IBM Support

Operating System Disk Balancing Support

Troubleshooting


Problem

This document describes operating system disk balancing support which moves data between disk units.

Resolving The Problem

In V4R4 and above, the STRASPBAL command is available to balance disk utilization across all of the disk arms in an ASP. STRASPBAL can be run during normal operations; however, it may affect performance and therefore is not recommended during critical production. (You should refer to the Q & A section below for further details regarding performance)

Operating system disk balancing support is comprised of the following commands:

o STRASPBAL Command

This command is used to start the ASP disk balancing function. Following are the types of disk balancing supported:

*CAPACITY: Balance DASD in an ASP by capacity. This option spreads the data on all units within an ASP so all units have equal percent used.

Note: This option typically has no effect if any drives in the ASP were marked with *ENDALC.

*USAGE: Balance DASD in an ASP by utilization. After tracing the ASP for a period of time (see the TRCASPBAL command) to identify frequently used (hot) data and infrequently used (cold) data on each disk unit within the ASP. This option will move cold data onto hot disk units to prevent new allocations of hot data on the hot drives.  Note: As of V7R1 TR7, usage balancing will also move hot data off of hot arms.

# Exercise instructions
1. Please list every value in the disk balancing page that begins with an asterisk.
2. Carry on writing the disk balancing page from the point where it stops.
The records are separate material, unrelated to the disk balancing page.

# Data
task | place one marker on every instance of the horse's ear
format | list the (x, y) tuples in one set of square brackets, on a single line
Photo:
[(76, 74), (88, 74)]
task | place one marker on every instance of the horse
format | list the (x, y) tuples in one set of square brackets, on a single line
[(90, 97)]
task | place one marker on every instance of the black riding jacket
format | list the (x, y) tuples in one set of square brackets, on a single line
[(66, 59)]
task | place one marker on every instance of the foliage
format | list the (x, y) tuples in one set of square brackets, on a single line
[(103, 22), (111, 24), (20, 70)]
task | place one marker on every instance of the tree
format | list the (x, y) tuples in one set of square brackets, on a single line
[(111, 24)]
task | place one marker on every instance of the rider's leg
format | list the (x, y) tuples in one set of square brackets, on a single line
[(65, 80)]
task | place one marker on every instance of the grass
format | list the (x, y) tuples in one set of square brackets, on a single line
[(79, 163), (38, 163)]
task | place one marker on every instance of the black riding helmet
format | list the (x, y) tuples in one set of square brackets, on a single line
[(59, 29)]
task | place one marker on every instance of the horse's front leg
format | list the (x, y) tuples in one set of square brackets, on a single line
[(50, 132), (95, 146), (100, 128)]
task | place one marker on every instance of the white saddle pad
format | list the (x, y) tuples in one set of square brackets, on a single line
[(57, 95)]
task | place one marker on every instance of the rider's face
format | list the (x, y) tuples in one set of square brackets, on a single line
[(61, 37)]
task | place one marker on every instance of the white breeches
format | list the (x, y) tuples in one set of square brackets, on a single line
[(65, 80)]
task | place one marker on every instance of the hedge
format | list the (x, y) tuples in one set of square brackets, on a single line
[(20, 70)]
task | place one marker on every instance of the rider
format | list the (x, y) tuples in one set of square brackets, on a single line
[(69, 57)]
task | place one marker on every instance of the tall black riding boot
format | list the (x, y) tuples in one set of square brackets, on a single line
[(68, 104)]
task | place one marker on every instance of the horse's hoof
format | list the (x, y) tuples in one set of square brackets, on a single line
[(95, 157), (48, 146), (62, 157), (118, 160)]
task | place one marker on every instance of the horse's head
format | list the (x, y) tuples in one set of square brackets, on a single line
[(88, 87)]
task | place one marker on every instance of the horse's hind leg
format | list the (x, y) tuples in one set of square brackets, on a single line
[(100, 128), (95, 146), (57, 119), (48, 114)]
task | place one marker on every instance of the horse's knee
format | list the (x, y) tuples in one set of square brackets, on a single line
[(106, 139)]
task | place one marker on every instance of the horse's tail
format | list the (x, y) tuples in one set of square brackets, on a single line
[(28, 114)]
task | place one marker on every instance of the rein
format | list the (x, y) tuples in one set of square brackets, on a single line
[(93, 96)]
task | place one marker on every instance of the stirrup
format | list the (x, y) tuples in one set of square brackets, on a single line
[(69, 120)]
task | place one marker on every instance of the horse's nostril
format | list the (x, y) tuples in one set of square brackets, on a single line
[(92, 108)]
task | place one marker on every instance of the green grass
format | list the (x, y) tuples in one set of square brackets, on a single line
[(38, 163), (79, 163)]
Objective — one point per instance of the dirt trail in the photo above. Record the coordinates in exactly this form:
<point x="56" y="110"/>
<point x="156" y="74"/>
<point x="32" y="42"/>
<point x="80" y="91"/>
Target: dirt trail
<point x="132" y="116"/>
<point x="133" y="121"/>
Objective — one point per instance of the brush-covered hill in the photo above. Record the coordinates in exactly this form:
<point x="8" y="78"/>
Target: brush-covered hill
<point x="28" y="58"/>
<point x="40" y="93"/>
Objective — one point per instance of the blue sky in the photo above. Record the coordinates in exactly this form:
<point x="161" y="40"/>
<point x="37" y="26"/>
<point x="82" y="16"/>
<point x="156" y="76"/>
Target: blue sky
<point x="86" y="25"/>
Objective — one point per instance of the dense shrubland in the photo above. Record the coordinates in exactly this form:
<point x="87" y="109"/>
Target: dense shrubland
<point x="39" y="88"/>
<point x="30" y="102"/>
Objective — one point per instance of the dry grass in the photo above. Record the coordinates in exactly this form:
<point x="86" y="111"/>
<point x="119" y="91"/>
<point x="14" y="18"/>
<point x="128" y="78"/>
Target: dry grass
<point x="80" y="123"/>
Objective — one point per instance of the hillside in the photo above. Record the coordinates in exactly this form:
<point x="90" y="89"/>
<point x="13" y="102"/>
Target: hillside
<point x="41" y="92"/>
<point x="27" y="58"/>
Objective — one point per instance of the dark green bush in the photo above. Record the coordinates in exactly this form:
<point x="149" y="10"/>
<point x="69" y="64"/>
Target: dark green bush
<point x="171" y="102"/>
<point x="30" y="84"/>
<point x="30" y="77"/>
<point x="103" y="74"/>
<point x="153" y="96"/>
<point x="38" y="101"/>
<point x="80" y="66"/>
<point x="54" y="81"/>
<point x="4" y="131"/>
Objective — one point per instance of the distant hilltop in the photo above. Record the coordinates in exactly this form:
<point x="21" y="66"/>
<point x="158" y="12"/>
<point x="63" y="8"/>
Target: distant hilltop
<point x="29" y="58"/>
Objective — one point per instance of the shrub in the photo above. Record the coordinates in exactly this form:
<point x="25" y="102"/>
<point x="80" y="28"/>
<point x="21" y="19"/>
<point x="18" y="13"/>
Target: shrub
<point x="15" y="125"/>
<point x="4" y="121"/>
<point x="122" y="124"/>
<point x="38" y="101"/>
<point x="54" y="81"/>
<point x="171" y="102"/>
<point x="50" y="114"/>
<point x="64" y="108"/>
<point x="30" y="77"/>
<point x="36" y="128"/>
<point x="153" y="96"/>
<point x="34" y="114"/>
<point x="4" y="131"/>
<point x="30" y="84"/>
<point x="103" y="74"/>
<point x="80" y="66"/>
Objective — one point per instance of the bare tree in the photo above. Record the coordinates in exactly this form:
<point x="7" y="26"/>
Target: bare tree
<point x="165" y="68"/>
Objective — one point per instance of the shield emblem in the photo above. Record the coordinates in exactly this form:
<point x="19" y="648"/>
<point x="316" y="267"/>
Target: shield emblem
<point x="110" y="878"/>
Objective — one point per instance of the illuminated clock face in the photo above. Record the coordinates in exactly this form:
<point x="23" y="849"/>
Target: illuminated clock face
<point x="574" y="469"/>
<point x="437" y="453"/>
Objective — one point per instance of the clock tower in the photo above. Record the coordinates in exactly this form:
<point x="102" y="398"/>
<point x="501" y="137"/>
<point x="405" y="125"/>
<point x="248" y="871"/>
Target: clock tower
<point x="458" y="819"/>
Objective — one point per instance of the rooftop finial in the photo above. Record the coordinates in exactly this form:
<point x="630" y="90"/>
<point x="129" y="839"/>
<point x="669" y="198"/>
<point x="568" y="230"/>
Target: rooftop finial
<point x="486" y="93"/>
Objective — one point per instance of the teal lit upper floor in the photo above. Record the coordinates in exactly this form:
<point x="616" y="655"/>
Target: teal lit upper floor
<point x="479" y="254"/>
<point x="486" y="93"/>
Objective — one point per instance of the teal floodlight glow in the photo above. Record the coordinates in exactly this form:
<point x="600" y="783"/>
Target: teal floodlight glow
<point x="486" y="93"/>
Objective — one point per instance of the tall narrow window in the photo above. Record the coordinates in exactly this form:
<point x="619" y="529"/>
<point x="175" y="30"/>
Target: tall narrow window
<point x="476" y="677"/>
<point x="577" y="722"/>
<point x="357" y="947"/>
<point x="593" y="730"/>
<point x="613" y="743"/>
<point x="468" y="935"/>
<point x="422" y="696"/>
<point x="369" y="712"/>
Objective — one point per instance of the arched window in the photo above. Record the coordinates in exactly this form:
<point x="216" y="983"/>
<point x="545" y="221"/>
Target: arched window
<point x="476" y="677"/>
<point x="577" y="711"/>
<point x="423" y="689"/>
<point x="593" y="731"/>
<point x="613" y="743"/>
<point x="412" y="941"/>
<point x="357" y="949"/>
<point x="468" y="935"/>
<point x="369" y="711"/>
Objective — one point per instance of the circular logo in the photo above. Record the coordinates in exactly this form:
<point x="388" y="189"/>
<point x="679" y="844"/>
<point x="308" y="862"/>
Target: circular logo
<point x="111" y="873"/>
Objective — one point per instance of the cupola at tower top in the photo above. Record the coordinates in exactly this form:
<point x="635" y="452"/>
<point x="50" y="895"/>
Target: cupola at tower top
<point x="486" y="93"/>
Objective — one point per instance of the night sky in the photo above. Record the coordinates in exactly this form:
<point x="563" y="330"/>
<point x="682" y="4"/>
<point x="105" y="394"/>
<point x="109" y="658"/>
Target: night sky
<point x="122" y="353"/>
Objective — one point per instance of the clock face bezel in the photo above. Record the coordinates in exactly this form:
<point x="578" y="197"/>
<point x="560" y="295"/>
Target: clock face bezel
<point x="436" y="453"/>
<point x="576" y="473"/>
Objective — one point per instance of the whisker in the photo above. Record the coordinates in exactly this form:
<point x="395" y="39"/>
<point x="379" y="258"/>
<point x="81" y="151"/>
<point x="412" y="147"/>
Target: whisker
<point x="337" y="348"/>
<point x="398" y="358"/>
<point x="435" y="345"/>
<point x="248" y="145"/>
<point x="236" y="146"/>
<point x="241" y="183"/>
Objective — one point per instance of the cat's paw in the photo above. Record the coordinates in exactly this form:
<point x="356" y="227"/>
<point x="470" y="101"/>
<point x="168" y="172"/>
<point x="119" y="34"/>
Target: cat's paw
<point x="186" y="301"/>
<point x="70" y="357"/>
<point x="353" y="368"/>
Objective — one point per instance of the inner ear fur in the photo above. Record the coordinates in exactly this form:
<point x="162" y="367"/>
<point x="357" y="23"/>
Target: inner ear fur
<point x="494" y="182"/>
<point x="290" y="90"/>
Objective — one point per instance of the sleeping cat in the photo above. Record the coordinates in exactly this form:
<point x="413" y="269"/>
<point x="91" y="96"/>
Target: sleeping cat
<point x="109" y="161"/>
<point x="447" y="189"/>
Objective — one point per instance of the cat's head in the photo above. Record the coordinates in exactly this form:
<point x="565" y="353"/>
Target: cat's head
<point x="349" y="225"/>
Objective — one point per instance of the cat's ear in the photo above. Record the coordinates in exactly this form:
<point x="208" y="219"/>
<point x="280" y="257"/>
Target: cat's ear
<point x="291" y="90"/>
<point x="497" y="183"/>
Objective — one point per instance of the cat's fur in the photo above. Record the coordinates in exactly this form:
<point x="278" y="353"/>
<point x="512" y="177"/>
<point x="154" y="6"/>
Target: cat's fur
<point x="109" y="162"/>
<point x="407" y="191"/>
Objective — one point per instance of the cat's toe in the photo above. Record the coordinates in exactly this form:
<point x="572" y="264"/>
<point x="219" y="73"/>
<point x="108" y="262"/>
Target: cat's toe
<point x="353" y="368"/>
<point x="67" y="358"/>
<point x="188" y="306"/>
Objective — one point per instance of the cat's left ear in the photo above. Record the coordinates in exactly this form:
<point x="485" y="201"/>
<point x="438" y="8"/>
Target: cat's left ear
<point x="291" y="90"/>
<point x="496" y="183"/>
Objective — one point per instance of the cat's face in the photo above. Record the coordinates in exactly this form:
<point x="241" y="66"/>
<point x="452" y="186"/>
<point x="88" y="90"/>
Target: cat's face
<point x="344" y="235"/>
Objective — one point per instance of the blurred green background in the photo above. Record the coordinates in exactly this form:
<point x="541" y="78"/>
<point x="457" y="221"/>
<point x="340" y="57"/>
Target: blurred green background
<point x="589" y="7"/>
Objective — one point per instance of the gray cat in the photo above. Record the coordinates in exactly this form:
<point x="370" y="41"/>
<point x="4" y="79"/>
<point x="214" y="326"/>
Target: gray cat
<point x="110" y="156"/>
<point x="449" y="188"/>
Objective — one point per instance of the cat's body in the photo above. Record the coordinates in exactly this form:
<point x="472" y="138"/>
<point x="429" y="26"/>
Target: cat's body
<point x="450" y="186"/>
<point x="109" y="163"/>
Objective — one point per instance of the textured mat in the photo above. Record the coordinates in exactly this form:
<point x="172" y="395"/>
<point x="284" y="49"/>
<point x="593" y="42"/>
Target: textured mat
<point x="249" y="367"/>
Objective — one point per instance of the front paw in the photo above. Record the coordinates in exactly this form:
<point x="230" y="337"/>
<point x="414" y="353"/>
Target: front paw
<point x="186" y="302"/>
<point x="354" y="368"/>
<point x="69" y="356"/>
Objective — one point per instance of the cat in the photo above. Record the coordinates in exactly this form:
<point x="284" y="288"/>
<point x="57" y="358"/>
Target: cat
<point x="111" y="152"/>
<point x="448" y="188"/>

# Responses by task
1. *CAPACITY, *ENDALC, *USAGE

2.
*HSM: Support the Hierarchical Storage Management (HSM) requirement to move infrequently referenced data to less expensive DASD (for example, compressed disk units). After tracing the ASP for a period of time (see the TRCASPBAL command) to identify frequently used (hot) data and infrequently used (cold) data on each disk unit within the ASP, this option can be used to move cold data to the compressed disk units and move hot data on compressed disk units to noncompressed disk units. Or, on a system with Solid State Drives (SSD), it will move hot data to the SSDs and cold data to the standard disk units. This option runs in two phases - first it moves cold data, and after that completes, it moves the hot data.

Note: When run from an interactive session, the user job will be input inhibited while the move of cold data takes place and will then free up (allow command entry) after submitting the background tasks to move hot data.

The following options were added in V5R2 to drain data from disk units. Refer to document N1019072, Moving Data Off DASD before Removing from ASP for further details.

*ENDALC: Used to mark specific unit(s) for no new allocations.

Note: Existing data on the drive can still be read and updated. Also, new space can still be allocated on a drive marked for *ENDALC by journaling or if the ASP is full.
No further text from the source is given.